● **WHAT YOU ARE ASKED TO DO**
Copy the lines below word for word, starting at the one that contains "like point(318, 263)." and ending at the one that contains "point(26, 464)", both included.

___ RAW DATA ___

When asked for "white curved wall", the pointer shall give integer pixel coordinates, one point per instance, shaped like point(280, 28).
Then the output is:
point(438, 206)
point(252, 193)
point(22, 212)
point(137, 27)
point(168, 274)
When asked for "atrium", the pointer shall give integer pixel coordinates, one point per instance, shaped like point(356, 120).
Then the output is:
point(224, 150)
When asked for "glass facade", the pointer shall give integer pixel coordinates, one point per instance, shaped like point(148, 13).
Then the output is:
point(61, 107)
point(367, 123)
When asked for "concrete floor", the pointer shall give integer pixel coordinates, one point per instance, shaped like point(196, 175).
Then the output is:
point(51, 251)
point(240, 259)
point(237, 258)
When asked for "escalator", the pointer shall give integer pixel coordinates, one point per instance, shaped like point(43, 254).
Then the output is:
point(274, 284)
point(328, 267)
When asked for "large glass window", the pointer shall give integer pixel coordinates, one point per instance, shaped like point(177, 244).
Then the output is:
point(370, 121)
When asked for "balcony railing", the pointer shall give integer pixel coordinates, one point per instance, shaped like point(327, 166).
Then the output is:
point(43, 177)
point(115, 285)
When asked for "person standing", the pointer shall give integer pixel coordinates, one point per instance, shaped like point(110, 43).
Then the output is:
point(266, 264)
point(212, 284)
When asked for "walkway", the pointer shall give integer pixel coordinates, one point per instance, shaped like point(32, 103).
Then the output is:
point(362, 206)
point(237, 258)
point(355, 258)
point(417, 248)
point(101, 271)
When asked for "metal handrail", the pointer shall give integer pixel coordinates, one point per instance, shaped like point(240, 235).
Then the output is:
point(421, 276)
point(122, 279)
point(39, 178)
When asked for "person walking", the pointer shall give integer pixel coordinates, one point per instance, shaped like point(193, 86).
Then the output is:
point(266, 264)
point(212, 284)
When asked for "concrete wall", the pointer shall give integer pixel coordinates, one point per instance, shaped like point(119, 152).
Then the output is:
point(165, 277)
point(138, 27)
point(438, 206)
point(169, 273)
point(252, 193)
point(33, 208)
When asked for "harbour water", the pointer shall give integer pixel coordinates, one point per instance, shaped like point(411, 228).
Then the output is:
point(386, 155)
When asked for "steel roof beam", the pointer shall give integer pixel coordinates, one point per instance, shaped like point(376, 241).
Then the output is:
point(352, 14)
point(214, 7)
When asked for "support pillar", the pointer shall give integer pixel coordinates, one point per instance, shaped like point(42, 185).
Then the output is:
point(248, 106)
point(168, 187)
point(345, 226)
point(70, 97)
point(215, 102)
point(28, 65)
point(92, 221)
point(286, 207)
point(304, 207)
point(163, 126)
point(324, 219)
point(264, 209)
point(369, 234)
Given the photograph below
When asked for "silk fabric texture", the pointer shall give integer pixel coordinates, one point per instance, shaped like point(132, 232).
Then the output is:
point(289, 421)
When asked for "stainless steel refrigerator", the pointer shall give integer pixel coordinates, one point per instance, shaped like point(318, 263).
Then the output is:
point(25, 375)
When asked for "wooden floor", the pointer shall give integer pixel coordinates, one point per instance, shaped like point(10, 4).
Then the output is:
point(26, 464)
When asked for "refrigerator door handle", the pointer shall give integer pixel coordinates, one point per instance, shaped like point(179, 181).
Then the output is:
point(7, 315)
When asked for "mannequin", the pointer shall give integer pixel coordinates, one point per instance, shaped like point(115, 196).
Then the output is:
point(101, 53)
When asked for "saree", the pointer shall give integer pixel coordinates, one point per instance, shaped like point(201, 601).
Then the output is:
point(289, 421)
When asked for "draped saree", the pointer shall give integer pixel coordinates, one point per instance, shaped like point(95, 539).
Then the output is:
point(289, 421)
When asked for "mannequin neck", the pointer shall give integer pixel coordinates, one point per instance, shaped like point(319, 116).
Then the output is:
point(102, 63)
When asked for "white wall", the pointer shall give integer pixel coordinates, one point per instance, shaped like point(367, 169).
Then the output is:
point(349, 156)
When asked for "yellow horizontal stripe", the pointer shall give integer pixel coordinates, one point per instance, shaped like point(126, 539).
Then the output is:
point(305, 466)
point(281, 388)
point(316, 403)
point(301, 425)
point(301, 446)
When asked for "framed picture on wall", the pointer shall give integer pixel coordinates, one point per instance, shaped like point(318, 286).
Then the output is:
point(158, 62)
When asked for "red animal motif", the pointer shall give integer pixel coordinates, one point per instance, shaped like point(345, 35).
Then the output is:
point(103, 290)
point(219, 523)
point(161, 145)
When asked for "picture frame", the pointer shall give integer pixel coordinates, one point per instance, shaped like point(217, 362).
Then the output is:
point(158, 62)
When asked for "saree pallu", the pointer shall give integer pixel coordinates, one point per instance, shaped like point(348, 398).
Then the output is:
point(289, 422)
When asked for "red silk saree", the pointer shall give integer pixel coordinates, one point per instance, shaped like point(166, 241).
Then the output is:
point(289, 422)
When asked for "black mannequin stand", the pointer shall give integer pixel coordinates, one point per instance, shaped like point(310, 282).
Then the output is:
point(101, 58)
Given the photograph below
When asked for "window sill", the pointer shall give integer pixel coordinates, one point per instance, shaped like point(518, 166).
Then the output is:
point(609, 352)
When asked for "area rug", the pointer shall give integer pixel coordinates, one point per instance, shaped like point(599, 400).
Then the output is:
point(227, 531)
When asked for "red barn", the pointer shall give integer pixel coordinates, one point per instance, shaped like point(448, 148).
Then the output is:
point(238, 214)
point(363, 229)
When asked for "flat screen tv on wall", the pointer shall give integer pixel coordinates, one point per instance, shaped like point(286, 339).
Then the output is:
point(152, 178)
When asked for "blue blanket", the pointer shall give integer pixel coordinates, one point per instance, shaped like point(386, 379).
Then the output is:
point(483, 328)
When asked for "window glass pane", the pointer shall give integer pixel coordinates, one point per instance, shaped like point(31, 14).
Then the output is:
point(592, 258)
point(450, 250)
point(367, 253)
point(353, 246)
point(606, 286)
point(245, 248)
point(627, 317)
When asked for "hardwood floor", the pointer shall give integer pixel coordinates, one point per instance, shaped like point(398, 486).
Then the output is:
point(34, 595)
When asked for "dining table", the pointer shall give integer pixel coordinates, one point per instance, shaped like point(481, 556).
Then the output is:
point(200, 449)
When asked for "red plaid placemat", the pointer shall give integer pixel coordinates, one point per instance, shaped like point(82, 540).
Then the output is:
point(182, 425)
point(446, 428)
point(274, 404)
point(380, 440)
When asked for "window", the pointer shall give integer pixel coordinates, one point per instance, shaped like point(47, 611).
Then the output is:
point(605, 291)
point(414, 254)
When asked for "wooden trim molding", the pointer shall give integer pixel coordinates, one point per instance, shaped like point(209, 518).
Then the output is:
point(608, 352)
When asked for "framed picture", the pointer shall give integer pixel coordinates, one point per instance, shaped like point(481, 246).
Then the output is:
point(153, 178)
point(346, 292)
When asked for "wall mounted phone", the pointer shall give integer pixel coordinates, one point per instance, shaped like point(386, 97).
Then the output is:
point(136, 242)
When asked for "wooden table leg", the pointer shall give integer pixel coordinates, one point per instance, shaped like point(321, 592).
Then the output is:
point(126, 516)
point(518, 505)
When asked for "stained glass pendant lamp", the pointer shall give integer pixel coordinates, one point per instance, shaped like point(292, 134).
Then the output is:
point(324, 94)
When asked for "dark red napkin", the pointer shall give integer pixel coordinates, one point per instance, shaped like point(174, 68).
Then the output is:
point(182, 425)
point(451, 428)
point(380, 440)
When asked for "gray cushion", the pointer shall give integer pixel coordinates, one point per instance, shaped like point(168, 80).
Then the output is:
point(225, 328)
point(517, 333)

___

● **EXERCISE RESULT**
When asked for "stainless steel refrigerator", the pointer shall give integer pixel coordinates, one point per instance, shaped like point(318, 263).
Then the output is:
point(25, 375)
When asked for "wooden floor", the pointer shall give integer pixel coordinates, one point per instance, shaped like point(10, 4).
Then the output is:
point(26, 464)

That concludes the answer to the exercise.